*DATA RECORDS*:
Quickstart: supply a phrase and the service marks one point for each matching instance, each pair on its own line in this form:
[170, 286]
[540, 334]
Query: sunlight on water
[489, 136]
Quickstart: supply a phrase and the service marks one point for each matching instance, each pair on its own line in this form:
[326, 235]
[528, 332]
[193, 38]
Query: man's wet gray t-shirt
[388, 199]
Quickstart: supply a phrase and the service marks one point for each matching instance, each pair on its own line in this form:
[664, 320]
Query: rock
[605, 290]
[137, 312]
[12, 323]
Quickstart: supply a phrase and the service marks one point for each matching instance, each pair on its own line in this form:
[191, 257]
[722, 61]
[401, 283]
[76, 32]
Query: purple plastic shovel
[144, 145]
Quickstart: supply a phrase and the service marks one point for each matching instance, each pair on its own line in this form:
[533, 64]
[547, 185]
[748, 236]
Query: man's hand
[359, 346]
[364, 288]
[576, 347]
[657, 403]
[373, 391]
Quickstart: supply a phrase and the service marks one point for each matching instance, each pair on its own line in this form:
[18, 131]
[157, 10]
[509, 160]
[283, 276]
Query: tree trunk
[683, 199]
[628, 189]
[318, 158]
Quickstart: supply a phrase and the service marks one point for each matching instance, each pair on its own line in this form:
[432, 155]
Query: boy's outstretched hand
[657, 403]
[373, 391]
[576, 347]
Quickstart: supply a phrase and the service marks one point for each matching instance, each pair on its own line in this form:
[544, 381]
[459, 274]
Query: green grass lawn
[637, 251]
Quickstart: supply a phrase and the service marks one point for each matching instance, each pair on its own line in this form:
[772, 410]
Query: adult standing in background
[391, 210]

*WHAT THIS TASK INVOLVES*: Substitute "Usage" for every occurrence of "Quickstart" in the data above, and output the full data otherwise unchanged.

*ANSWER TO THE PROBLEM*:
Usage: supply a phrase and the service marks one point for each matching instance, each pair on its own line in this form:
[170, 286]
[540, 334]
Query: sunlight on water
[489, 136]
Usage: supply a phrase and the service marks one point for each matching instance, each pair on its own line in this form:
[326, 235]
[528, 332]
[193, 38]
Query: man's wet gray t-shirt
[388, 199]
Usage: supply a phrase and the service marks one point for each matching instance, each pair on its own line in this form:
[664, 320]
Query: rock
[605, 290]
[137, 312]
[12, 323]
Usage: supply a phrase and the service marks one point for each matching instance, each pair on its own line in this form:
[191, 257]
[722, 61]
[401, 283]
[76, 32]
Query: purple plastic shovel
[144, 145]
Usage: supply a phrase and the service marks one point for each matching instance, each pair on its own line in this form:
[533, 64]
[547, 185]
[748, 236]
Query: man's hand
[359, 346]
[364, 288]
[576, 347]
[657, 403]
[373, 391]
Usage: supply a phrase and the service marks one point for each matching instance, each pair on its own line in this form:
[18, 131]
[157, 10]
[509, 160]
[283, 276]
Query: tree trunk
[683, 199]
[628, 189]
[318, 158]
Usage: supply a phrase and the service marks one point for each matching instance, each pair on its own line in this form:
[432, 155]
Query: boy's outstretched hand
[657, 403]
[373, 391]
[576, 347]
Usage: supply a phrase and the service marks one point for each matching instance, each pair on its own line in this form:
[544, 381]
[459, 274]
Query: green grass lawn
[637, 251]
Usage: supply a phrase and the service marks one point for each matching instance, each pair on its own line in this form:
[772, 410]
Query: adult standing in background
[391, 210]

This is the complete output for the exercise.